How to use this guide
- Locate the error code in the Error index.
- Review the summary to confirm it matches your issue.
- Check the likely causes to narrow down the problem.
- Follow the remediation steps in order.
- If unresolved, escalate with logs and a reproducible example.
Error index
| Category | Error code | Summary |
|---|---|---|
| Internal | GPU_INTERNAL_LOGIC_ERROR | Unexpected internal control flow |
| GPU_SELECT_DEADLOCK | Interpreter deadlock detected | |
| GPU_LAUNCH_FAIL | GPU kernel launch failed | |
| GPU_CALCULATE_SCRATCH_ERR | Scratch memory calculation failed | |
| Memory | GPU_ARENA_MAP_FAILED | Host allocator creation failed |
| GPU_HOST_ALLOC_FAILED | Host memory allocation failed | |
| GPU_CUDA_ALLOC_FAILED | GPU VRAM allocation failed | |
| GPU_CREATE_GLOBAL_SET | Global set creation failed | |
| Type/parse | GPU_PARSE_FAIL | Input parsing failed |
| GPU_PARSE_NOT_IMPLEMENTED | Input parsing not implemented | |
| GPU_INVALID_STATEMENT | Statement rejected during parsing | |
| GPU_TYPE_UNSUPPORTED | Type not supported for operation | |
| GPU_INVALID_DOMAIN | Enumeration domain not found | |
| Data and column | GPU_EXPECTED_FOREIGN | Expected a GPU foreign object |
| GPU_WRONG_DEVICE | Object belongs to a different GPU device | |
| GPU_NOT_A_COLUMN | Symbol not found in column list | |
| GPU_COLUMN_OF_LISTS_UNSUPPORTED | Columns of lists not supported in select | |
| GPU_SYMBOL_SORTING_NOT_IMPLEMENTED | Sorting on symbols or character arrays not supported | |
| Other | GPU_NOT_IMPLEMENTED | Feature not available |
| GPU_UNKNOWN | Unclassified error |
Internal errors
GPU_INTERNAL_LOGIC_ERROR
Summary: Unexpected internal control flow
The GPU module reached a code path that should be unreachable under normal operation. This indicates a bug within the module itself rather than incorrect user input.
Remediation steps
- Note the exact query or operation that triggered the error.
- Check the KDB-X release notes for known issues in your current version.
- Try downgrading to the previous stable release to confirm it is a regression.
- Report the issue to KDB-X with a reproducible test case.
This indicates a system-level issue. Escalate to KDB-X support.
GPU_SELECT_DEADLOCK
Summary: Interpreter deadlock detected
The GPU interpreter has reached a deadlock state where two or more operations are waiting on each other and can no longer proceed. This is caused by a bug in the module's concurrency logic and should not occur under normal operation.
Remediation steps
- Terminate the GPU process.
- Upgrade to the latest module version where the bug may be fixed.

============================================================

**TASK 1:** Please give every line of the stored entries below as a JSON list of strings, one string per line, with blank lines left out.

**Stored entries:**
============================================================

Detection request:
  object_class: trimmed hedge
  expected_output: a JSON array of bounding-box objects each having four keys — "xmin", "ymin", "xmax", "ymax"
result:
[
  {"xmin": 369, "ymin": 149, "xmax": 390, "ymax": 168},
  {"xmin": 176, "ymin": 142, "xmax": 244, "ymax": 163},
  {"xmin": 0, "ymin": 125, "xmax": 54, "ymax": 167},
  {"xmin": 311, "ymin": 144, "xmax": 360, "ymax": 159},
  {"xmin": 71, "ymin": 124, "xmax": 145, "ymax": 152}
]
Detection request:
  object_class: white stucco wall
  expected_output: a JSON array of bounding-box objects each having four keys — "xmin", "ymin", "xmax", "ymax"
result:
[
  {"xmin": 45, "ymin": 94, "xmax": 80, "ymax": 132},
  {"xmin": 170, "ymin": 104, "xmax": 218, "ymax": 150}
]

============================================================

**TASK 2:**
Answer these questions from the error guide above:
(a) According to "How to use this guide," what should accompany an escalation if the issue remains unresolved?
(b) What is the summary given for GPU_INTERNAL_LOGIC_ERROR?
(c) What is the first remediation step listed for GPU_SELECT_DEADLOCK?

**RESPONSE 1:**
[
  "Detection request:",
  "  object_class: trimmed hedge",
  "  expected_output: a JSON array of bounding-box objects each having four keys — \"xmin\", \"ymin\", \"xmax\", \"ymax\"",
  "result:",
  "[",
  "  {\"xmin\": 369, \"ymin\": 149, \"xmax\": 390, \"ymax\": 168},",
  "  {\"xmin\": 176, \"ymin\": 142, \"xmax\": 244, \"ymax\": 163},",
  "  {\"xmin\": 0, \"ymin\": 125, \"xmax\": 54, \"ymax\": 167},",
  "  {\"xmin\": 311, \"ymin\": 144, \"xmax\": 360, \"ymax\": 159},",
  "  {\"xmin\": 71, \"ymin\": 124, \"xmax\": 145, \"ymax\": 152}",
  "]",
  "Detection request:",
  "  object_class: white stucco wall",
  "  expected_output: a JSON array of bounding-box objects each having four keys — \"xmin\", \"ymin\", \"xmax\", \"ymax\"",
  "result:",
  "[",
  "  {\"xmin\": 45, \"ymin\": 94, \"xmax\": 80, \"ymax\": 132},",
  "  {\"xmin\": 170, \"ymin\": 104, \"xmax\": 218, \"ymax\": 150}",
  "]"
]

**RESPONSE 2:**
(a) Logs and a reproducible example.
(b) Unexpected internal control flow.
(c) Terminate the GPU process.